-- begin Entries supplied --
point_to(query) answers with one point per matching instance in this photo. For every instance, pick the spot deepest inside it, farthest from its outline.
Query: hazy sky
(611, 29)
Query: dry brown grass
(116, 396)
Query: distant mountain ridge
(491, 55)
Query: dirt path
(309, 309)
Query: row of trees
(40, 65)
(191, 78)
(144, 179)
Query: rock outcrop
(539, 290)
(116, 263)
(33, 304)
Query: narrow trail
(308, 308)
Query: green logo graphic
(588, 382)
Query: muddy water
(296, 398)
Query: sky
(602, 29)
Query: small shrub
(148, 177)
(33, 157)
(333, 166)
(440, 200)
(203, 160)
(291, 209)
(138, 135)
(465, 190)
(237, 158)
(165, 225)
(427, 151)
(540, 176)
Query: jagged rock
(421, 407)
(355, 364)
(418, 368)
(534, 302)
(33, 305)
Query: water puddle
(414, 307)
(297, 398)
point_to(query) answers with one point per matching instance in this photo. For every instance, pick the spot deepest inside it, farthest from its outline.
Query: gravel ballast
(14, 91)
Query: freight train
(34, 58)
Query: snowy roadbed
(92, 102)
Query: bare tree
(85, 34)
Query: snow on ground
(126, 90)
-- end Entries supplied --
Copy these records line for line, with no changes.

point_to(query) answers with one point per matching instance in this photo. For every instance, pick the spot deepest inside it, farthest from its outline.
Query: hazy sky
(611, 29)
Query: dry brown grass
(116, 396)
Query: distant mountain ridge
(491, 55)
Query: dirt path
(309, 309)
Query: row of trees
(40, 65)
(191, 78)
(144, 179)
Query: rock outcrop
(539, 290)
(116, 263)
(33, 304)
Query: narrow trail
(308, 308)
Query: green logo graphic
(588, 382)
Query: muddy water
(296, 398)
Query: sky
(602, 29)
Query: small shrub
(148, 177)
(33, 157)
(333, 166)
(440, 200)
(203, 160)
(291, 209)
(138, 135)
(465, 190)
(237, 158)
(165, 225)
(427, 151)
(540, 176)
Query: jagged rock
(421, 407)
(355, 364)
(418, 368)
(534, 302)
(33, 305)
Query: water puddle
(414, 307)
(297, 398)
point_to(query) answers with one point per matching instance in this photo. For every instance, pick the spot deepest inside it, farthest from its outline.
Query: gravel ballast
(14, 91)
Query: freight train
(34, 58)
Query: snowy roadbed
(92, 102)
Query: bare tree
(85, 34)
Query: snow on ground
(126, 90)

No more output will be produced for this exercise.